TO BE DONE.
(1) Render this sentence from the essay on why movies matter in Spanish: “It made me think of why people go to see movies in the first place.”
(2) Extend the essay on why movies matter, picking up right after its final sentence.

TEXT BLOCK.
▬▬▬

Why movies matter

Adrian Ho
Movies matter because they influence our thinking, refuel our spirits and inspire our deeds

Two weeks ago, I took my 13-year-old and 8-year-old nieces to see the animated movie Frozen. Just before the movie started, the 8-year old clutched my hand, turned to me and whispered, “Thank you, uncle, for taking us to see this movie. I know it’s a good one.”

“How do you know it’s a good movie when we haven’t even seen it?” I asked.

“I just know. I feel happy so I know it’s going to be a good movie,” she replied with a smile. She then turned to the screen, eyes wide with excitement as the movie started.

I was struck by what she said. It made me think of why people go to see movies in the first place. Despite the innocence in her reply, she had a very insightful point. We always go to see a movie with a hopeful expectation that we would be entertained, or stimulated, and somehow inspired. For more or less 2 hours, we count on the movie to make us forget about our own lives and get lost in someone else’s story.

▬▬▬

COLLECTED DATA.
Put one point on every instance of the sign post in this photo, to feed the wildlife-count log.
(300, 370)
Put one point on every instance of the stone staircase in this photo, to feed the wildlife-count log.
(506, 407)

▬▬▬

TASK-BY-TASK OUTPUTS.
(1) Me hizo pensar en por qué la gente va a ver películas en primer lugar.

(2)
The relevance of movies

Watching a movie is akin to eating. We wish to leave the movie theatre with a feeling of satisfaction – the same joyful kind that a good meal brings us. We don’t ever wish to be disappointed by a movie. Ever.

But of course, it does happen. I once saw Code Name: The Cleaner as I was feeling low and dispirited, and I wanted to see something funny and laugh for a while. But rather than being amused by that movie, I was repulsed by its silliness, my disbelief was not suspended but ignited with fury. Fifteen minutes into the movie, I got up from my seat and walked out feeling grumpy and traumatized like I was just robbed at knifepoint.

That experience, however, did not stop me from watching movies again. We’ve all had our share of bad food in our lives, but that didn’t stop us from ever eating again because, well, we need to eat to survive. The point is, movies are to the soul what food is to our bodies. Whenever our spirits are low and needing sustenance, movies are there to feed us.

Back in college in Vancouver, I remember cutting classes to see matinees down at the mall nearby. This was a time in my life when I was unhappy with how I was educating myself. I was majoring in computing science just because it seemed like the right path to take when every fiber of my being was against it. Logic and tautology and C++ didn’t agree with me like stories, sonnets and Shakespeare did.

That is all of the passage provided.